### [Task inputs]
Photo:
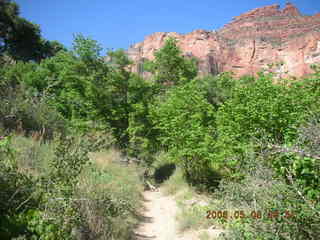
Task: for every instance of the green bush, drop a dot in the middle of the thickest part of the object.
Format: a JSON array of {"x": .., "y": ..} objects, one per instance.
[
  {"x": 185, "y": 121},
  {"x": 260, "y": 110}
]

### [Exercise aim]
Your reply should be the entries above, repeated exactly and free of pictures.

### [Answer to the problem]
Photo:
Task: for every instance of the green bush, drop a dot in the middle of the thickest part of the object.
Format: a JSON array of {"x": .., "y": ..} objects, one per instance.
[
  {"x": 185, "y": 121},
  {"x": 260, "y": 110}
]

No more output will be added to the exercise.